Copy out the listing in full, exactly as written, but not its pictures.

⁂

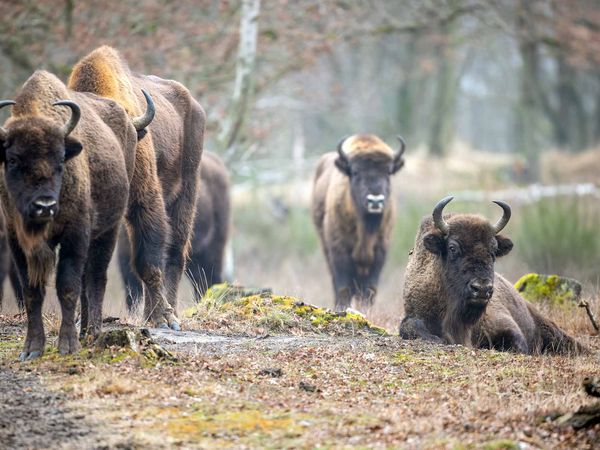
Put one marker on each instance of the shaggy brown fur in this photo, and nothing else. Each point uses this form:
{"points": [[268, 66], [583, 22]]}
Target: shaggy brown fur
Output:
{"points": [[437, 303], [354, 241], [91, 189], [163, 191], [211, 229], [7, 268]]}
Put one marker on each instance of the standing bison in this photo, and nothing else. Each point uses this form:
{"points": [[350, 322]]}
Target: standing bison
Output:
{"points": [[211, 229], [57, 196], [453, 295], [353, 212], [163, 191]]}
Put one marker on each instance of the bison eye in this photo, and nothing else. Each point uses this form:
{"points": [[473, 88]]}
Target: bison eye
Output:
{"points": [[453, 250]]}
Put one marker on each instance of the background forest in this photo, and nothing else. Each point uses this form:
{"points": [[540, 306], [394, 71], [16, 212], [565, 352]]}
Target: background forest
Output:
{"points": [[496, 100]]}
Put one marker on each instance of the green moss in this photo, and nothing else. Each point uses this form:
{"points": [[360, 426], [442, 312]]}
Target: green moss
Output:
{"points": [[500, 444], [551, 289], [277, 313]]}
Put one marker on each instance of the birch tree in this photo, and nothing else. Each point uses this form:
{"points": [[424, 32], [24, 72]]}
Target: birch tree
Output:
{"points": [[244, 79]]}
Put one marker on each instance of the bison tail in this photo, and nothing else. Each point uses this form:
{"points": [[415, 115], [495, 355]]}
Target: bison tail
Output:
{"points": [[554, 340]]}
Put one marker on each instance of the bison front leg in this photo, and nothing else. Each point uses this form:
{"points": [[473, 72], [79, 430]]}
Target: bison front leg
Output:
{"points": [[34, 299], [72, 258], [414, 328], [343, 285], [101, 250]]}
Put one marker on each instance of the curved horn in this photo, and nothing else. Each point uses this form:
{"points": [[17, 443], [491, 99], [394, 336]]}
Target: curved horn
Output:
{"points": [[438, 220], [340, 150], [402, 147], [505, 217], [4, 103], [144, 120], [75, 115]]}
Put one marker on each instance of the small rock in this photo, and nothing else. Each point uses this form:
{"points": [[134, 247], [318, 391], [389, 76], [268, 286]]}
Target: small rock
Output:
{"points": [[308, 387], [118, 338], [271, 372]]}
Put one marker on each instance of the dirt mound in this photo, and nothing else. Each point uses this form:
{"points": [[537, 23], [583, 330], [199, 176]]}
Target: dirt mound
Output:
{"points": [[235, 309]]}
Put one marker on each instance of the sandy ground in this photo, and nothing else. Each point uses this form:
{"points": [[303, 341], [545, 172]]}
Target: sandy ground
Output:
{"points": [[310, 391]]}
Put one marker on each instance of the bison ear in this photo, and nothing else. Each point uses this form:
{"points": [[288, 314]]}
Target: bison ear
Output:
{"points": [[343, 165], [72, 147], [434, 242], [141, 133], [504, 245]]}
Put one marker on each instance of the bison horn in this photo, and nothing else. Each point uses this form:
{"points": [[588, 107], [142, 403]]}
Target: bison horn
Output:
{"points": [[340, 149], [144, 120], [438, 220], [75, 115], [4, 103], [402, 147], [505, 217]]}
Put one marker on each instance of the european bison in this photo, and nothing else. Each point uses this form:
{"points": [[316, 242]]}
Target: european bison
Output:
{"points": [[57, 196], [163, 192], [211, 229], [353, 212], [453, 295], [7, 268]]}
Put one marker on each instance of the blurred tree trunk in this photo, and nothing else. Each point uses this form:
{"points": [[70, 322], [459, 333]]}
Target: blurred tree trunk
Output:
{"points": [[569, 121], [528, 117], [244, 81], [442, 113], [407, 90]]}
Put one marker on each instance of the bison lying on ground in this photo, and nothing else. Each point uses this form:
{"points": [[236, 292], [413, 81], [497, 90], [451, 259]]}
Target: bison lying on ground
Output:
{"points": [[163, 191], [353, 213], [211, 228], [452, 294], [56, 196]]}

⁂

> **Solution to this problem**
Put one marker on each instance of the shaggy brown fur in this photo, and nothing else. Each point uses this form:
{"points": [[268, 66], [583, 22]]}
Target: shaggy brown fur
Output:
{"points": [[437, 303], [354, 241], [91, 189], [163, 191], [211, 229], [7, 268]]}
Put one marker on each instance of the standing bison in this photo, and nothing else. Each point uses this form:
{"points": [[350, 322]]}
Target: standing bison
Output:
{"points": [[211, 229], [57, 196], [453, 295], [353, 212], [163, 191]]}
Put one marker on each instance of the bison eye in this photo, and nothing else. Each point uses this form:
{"points": [[473, 88]]}
Target: bison eye
Output:
{"points": [[453, 250]]}
Put one marker on each instance of the background forest in this photo, and nothing else. Each point uses this form:
{"points": [[540, 306], [394, 71], [16, 212], [565, 352]]}
Target: background forest
Output:
{"points": [[496, 100]]}
Put one marker on each instance of the green moss in this photo, and nothing else. Each point uses this form:
{"points": [[360, 426], [442, 312]]}
Target: green moss
Output:
{"points": [[500, 444], [551, 289], [277, 313]]}
Put one marker on each instance of the birch tree in this photo, and nothing else. Each point uses this form:
{"points": [[424, 32], [24, 72]]}
Target: birch tree
Output:
{"points": [[244, 79]]}
Put one marker on each instance of the bison tail in this photo, and nothing else. Each point uses this form:
{"points": [[415, 115], [495, 355]]}
Target: bison tail
Output:
{"points": [[554, 340]]}
Put one marker on each instance of the bison front leg in this photo, and nothing else. Each point uses this form:
{"points": [[473, 72], [79, 430]]}
Target: bison front leg
Output:
{"points": [[34, 299], [72, 258], [414, 328], [343, 285], [101, 250]]}
Put one marker on each instance of the curved horn in this photo, and nothing else. Each point uses this form:
{"points": [[17, 443], [491, 99], [394, 336]]}
Target: curved horn
Output:
{"points": [[438, 220], [340, 150], [402, 147], [505, 217], [4, 103], [144, 120], [75, 115]]}
Put one marker on each instance of the small rock in this photo, and nothing else. Each point uses this form:
{"points": [[134, 247], [318, 391], [389, 76], [268, 286]]}
Target: small rock
Output:
{"points": [[308, 387], [118, 338], [271, 372]]}
Put one marker on each instance of the dirt mound in this photo, and nothing else. Each point uses this form:
{"points": [[537, 23], [583, 330], [199, 176]]}
Target: dirt mound
Output:
{"points": [[235, 309]]}
Put one marker on each instance of the sandy ground in this photo, and nothing else. Each point uses this form:
{"points": [[303, 341], [545, 172]]}
Target: sandy ground
Output:
{"points": [[310, 391]]}
Put one marker on each instance of the bison ear in this photo, and nothing else. Each point uses this form:
{"points": [[288, 314]]}
Target: bison ear
Output:
{"points": [[343, 165], [72, 147], [434, 242], [141, 133], [504, 245]]}
Put one marker on each instance of the bison horn in this photo, and nothing else. Each point uses this form:
{"points": [[588, 107], [142, 403]]}
Target: bison horn
Output:
{"points": [[340, 149], [144, 120], [438, 220], [75, 115], [4, 103], [402, 147], [505, 217]]}
Put one marker on each instance of the european bison in this photo, and nothing else. Each point uses this form:
{"points": [[316, 242]]}
Target: european bison
Output:
{"points": [[57, 196], [163, 192], [211, 229], [353, 212], [453, 295], [7, 268]]}
Put one marker on each instance of the blurred tree trunk in this photo, and nothing else. Each point uses this form:
{"points": [[70, 322], [459, 333]]}
Target: blurred tree trunk
Output:
{"points": [[569, 121], [528, 117], [244, 81], [442, 113], [407, 90]]}
Put one marker on each instance of the bison lying on ground in this photo, and nothing else. Each point uses this form:
{"points": [[236, 292], [413, 81], [497, 90], [451, 259]]}
Target: bison lying on ground
Output:
{"points": [[163, 191], [353, 213], [211, 228], [452, 294], [56, 196]]}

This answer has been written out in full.